Excerpt:
>> begin
Welcome to Capitol Hill.

by dcdriver on Oct 23, 2012 2:24 pm • linkreport

It's not even taking away the flea market. It's just giving it a smaller space than previous. Unless something has changed, it's been a while since we've discussed it.

by drumz on Oct 23, 2012 2:30 pm • linkreport

Especially when that's not even true. The Hine project does not take away the flea market, NIMBY signs notwithstanding.

Ivan Frishberg and Brian Pate are hardworking, contentious ANC members. Capitol Hill would be foolish to trade them in for people who only know how to say "no".

by Tim Krepp on Oct 23, 2012 2:31 pm • linkreport

Ha! Meant to say "contentious" not "contentious". That couldn't be farther from the truth on either of them.

by Tim Krepp on Oct 23, 2012 2:32 pm • linkreport


2. damn, I've been meaning to write about this topic too, but haven't gotten around to it. Might include it as an element of ANCs and community planning, which I'll write next week.

by Richard Layman on Oct 23, 2012 2:43 pm • linkreport

Yeah, let's keep talking about the totally non-threatened flee market and NOT about how people are getting ass beatings from thugs who have found a crime sweet spot in our neighborhood.
>> end
Exercise 1:
Give every line of the records below as a numbered list, skipping blank lines and leaving out the pictures.
The comment thread above has no connection to the records that come after it.

Supplied records:
>> begin
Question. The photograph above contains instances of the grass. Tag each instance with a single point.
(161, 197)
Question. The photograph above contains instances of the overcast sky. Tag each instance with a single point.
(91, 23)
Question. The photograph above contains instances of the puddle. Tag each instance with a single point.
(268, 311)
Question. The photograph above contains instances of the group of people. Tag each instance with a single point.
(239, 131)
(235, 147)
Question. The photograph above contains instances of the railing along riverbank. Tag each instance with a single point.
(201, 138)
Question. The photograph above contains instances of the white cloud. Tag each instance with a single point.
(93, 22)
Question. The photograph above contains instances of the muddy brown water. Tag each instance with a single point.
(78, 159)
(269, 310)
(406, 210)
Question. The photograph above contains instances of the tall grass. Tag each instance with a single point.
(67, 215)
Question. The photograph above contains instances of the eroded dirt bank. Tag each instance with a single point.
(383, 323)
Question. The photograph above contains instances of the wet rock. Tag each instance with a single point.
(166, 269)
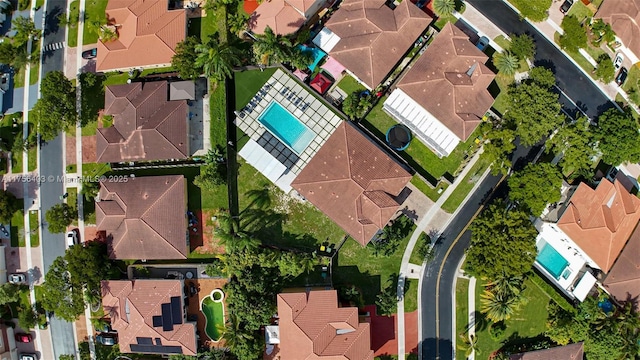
>> end
Exercise 2:
Translate this sentence from the comment thread into Spanish: "Unless something has changed, it's been a while since we've discussed it."

Correct answer 1:
1. Question. The photograph above contains instances of the grass. Tag each instance with a single point.
2. (161, 197)
3. Question. The photograph above contains instances of the overcast sky. Tag each instance with a single point.
4. (91, 23)
5. Question. The photograph above contains instances of the puddle. Tag each instance with a single point.
6. (268, 311)
7. Question. The photograph above contains instances of the group of people. Tag each instance with a single point.
8. (239, 131)
9. (235, 147)
10. Question. The photograph above contains instances of the railing along riverbank. Tag each instance with a single point.
11. (201, 138)
12. Question. The photograph above contains instances of the white cloud. Tag each instance with a single point.
13. (93, 22)
14. Question. The photograph above contains instances of the muddy brown water. Tag each instance with a single point.
15. (78, 159)
16. (269, 310)
17. (406, 210)
18. Question. The photograph above contains instances of the tall grass. Tag each instance with a single point.
19. (67, 215)
20. Question. The photograph above contains instances of the eroded dirt bank. Tag each instance with a single point.
21. (383, 323)
22. Question. The photograph above contains instances of the wet rock. Tag each instance with a single point.
23. (166, 269)

Correct answer 2:
A menos que algo haya cambiado, hace tiempo que no lo hablamos.